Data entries

- - -

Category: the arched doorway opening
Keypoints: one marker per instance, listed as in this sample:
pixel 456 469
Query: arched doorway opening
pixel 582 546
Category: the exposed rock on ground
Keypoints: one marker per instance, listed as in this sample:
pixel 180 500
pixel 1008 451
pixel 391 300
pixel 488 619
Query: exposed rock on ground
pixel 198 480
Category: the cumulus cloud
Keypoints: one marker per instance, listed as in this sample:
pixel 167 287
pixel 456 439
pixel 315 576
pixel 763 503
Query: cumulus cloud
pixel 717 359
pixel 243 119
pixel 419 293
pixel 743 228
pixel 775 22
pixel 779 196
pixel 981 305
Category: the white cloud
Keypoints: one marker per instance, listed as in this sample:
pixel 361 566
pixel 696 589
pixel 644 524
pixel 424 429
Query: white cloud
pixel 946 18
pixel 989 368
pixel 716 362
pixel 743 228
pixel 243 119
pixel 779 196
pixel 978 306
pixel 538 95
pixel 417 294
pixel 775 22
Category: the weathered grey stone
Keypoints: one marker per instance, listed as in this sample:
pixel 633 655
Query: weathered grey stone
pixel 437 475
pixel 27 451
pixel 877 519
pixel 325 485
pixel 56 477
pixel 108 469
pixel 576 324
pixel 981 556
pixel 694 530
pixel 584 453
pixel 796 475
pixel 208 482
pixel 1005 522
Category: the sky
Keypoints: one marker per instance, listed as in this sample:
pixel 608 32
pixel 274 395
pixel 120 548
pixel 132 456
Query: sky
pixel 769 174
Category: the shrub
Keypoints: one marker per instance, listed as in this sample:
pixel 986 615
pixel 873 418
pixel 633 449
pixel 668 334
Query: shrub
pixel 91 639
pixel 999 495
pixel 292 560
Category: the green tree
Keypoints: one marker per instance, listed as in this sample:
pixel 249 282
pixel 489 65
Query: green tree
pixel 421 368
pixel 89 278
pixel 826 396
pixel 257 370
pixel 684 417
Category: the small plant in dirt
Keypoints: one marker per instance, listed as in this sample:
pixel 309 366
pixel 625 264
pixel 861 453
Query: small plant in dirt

- - -

- WORK TO COMPLETE: For each line above that holds the string "dirt", provide a copy of that line.

- RESPONSE BELOW:
Category: the small plant in dirt
Query: small plant in dirt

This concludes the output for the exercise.